> **Text passage**
----------------

The Sweetness of Tears

 Sometimes Christians forget the sweetness that can exist along with the bitterness of tears.  Because we live in a culture that focuses on entertainment, instant amusement, glamor, fame, and popularity, it is easy for us to jump on the bandwagon by doing our best to avoid tears, pain, and sorrow.  Everyone is searching for happiness and trying to get rid of tears.  So we turn to pills, personal trainers, makeovers, religion, sex, drink, and drugs (the list goes on) to try to attain happiness.  Of course there is a longing in every human heart for happiness because sin (in us and “out there”) has left humans an unhappy bunch.  What about tears?  Should we avoid them at all costs?  Why did Jesus say, Blessed are those who mourn and Blessed are you who weep now?  Below are some points made by Thomas Watson in The Beatitudes, as he discussed Matthew 5.4.

“1) Sin must have tears.  While we carry the fire of sin about us, we must carry the water of tears to quench it (Ezek. 7.16).  We have in  our hearts the seed of the unpardonable sin.  And shall we not mourn?  He that does not mourn has surely lost the use of his reason.

2) Gospel-mourning [the weeping of repentance] is spontaneous and free (it is not forced).  It is spiritual, that is, we mourn for sin more than suffering. 

3) Gospel-mourning sends the soul to God.  Evangelical mourning is a spur to prayer.  Gospel tears must drop from the eye of faith.  Our disease must make us mourn, but when we look up to our Physician, who has made a plaister of his own blood, we must not mourn without hope.  Believing tears are precious.  When the clouds of sorrow have over-cast the soul, some sunshine of faith must break forth.  Though our tears drop to the earth, our faith must reach heaven.

4) Gospel-mourning is joined with self-loathing.  The sinner admires himself.  The penitent lathes himself (Ezek. 20:43).  Gospel-mourning must be purifying.  We must not only mourn but turn.  ‘Turn to Me with weeping’ (Joel 2.12).  We must not only abstain from sin and weep over it, we must also abhor it.

5) Tears cannot be put to a better use.  The brinish water of repenting tears will help to kil that worm of sin which should gnaw the conscience.  Gospel-mourning is an evidence of grace.  Weeping for sin is a sign of the new birth.

6) Repentant tears are precious.  Tears dropping from a mournful, penitent eye, are like water dropping from the roses, very sweet and precious to God.  That heart is most delightful to God which has a fountain of sorrow running in it.  ‘Mary stood at Christ’s feet weeping’ (Lk 7.38).  Her tears were more fragrant than her ointment.  God delights much in tears, else he would not keep a bottle and a book for them (Ps 56.8).  Tears, though they are silent, yet have a voice (Ps 6.8).  David who was the greatest mourner in Israel was the sweet swinger in Israel.  My tears were my food (Ps 42.3).  Ambrose gives this gloss: ‘No food so sweet as tears!’  Bernard says ‘The tears of the repentant are sweeter than all worldly joy.’

7) Tears line the road to the New Jerusalem.  Perhaps a man may think, ‘If I cannot mourn for sin, I will get to heaven some other way.  I will go to church, I will give alms, I will lead a civil life.’  No, but I tell you there is but one way to blessedness, and that is through the Valley of Tears.  ‘I tell you, except you repent, you shall all likewise perish’ (Lk 13.3).

----------------

> **Lines from a dataset**
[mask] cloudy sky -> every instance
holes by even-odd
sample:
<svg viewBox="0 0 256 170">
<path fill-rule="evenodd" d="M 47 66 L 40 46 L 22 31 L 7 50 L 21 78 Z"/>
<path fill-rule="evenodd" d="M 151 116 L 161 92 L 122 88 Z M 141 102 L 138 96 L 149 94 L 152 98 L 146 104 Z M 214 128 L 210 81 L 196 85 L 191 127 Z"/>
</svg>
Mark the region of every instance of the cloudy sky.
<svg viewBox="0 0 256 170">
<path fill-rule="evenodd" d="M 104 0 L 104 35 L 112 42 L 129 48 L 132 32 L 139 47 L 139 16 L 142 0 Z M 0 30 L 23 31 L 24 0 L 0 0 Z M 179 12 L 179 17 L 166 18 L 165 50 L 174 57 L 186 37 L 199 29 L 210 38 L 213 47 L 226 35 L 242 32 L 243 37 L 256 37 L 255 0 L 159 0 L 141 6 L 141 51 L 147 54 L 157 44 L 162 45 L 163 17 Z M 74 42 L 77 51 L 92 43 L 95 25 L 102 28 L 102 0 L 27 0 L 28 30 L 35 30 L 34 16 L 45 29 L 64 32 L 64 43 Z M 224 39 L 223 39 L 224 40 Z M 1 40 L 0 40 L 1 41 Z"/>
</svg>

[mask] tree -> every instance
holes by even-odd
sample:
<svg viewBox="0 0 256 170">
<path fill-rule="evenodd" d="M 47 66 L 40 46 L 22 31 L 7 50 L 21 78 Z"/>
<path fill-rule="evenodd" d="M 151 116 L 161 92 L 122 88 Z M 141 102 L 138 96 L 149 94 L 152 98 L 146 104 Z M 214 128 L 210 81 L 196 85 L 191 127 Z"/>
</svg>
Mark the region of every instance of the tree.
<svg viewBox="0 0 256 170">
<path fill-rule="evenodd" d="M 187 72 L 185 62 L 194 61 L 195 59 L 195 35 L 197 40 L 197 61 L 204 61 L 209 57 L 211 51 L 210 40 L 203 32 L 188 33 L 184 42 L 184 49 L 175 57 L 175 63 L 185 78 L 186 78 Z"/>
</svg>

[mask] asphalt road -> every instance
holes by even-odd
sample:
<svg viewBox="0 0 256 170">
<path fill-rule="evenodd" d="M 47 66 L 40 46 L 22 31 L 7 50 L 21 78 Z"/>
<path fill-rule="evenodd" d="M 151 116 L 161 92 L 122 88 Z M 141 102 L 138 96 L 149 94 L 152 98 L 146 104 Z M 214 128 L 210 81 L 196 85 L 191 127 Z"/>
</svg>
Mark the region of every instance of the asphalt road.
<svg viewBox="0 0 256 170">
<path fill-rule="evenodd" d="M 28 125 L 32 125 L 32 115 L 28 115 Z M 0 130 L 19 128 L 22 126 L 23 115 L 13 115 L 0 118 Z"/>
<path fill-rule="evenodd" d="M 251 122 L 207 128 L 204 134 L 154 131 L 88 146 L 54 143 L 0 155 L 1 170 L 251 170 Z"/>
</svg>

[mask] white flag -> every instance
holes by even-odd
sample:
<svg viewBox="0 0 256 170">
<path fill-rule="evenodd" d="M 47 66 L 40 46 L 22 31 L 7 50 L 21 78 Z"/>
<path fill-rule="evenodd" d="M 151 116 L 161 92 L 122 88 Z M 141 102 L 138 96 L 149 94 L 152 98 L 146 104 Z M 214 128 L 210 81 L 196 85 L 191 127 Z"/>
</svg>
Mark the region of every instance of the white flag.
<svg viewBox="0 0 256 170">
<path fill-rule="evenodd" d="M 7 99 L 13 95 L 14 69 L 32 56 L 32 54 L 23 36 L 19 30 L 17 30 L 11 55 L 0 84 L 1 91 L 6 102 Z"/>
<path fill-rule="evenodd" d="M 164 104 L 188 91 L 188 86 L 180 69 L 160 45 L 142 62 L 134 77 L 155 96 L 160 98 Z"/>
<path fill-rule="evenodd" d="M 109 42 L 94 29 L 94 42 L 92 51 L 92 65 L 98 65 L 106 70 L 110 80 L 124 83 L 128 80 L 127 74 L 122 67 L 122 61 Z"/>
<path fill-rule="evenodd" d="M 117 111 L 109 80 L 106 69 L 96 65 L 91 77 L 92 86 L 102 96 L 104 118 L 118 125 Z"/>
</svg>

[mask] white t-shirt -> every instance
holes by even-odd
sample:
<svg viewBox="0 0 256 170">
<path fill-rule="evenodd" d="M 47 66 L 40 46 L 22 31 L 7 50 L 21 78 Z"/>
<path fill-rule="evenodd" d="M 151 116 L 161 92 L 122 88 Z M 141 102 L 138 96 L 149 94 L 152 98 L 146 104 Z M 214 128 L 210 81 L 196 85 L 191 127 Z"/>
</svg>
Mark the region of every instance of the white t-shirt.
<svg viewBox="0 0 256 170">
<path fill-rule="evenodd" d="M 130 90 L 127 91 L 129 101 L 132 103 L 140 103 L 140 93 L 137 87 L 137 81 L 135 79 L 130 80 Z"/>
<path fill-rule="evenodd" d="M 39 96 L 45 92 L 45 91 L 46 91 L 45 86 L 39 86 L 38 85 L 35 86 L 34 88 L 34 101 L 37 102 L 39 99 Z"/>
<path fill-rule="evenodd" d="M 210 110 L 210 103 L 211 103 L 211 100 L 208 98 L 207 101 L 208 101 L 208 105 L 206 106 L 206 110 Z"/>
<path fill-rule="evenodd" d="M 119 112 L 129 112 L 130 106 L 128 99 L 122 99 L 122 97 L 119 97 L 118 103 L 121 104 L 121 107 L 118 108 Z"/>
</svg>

----------------

> **Problems to work on**
A – In the piece on the sweetness of tears, which Bible passage was Thomas Watson discussing when he made the points that are quoted?
B – From the piece on the sweetness of tears, extract the stretch from "3) Gospel-mourning sends" through "also abhor it.".

> **Results for each task**
A – Matthew 5.4.

B –
3) Gospel-mourning sends the soul to God.  Evangelical mourning is a spur to prayer.  Gospel tears must drop from the eye of faith.  Our disease must make us mourn, but when we look up to our Physician, who has made a plaister of his own blood, we must not mourn without hope.  Believing tears are precious.  When the clouds of sorrow have over-cast the soul, some sunshine of faith must break forth.  Though our tears drop to the earth, our faith must reach heaven.

4) Gospel-mourning is joined with self-loathing.  The sinner admires himself.  The penitent lathes himself (Ezek. 20:43).  Gospel-mourning must be purifying.  We must not only mourn but turn.  ‘Turn to Me with weeping’ (Joel 2.12).  We must not only abstain from sin and weep over it, we must also abhor it.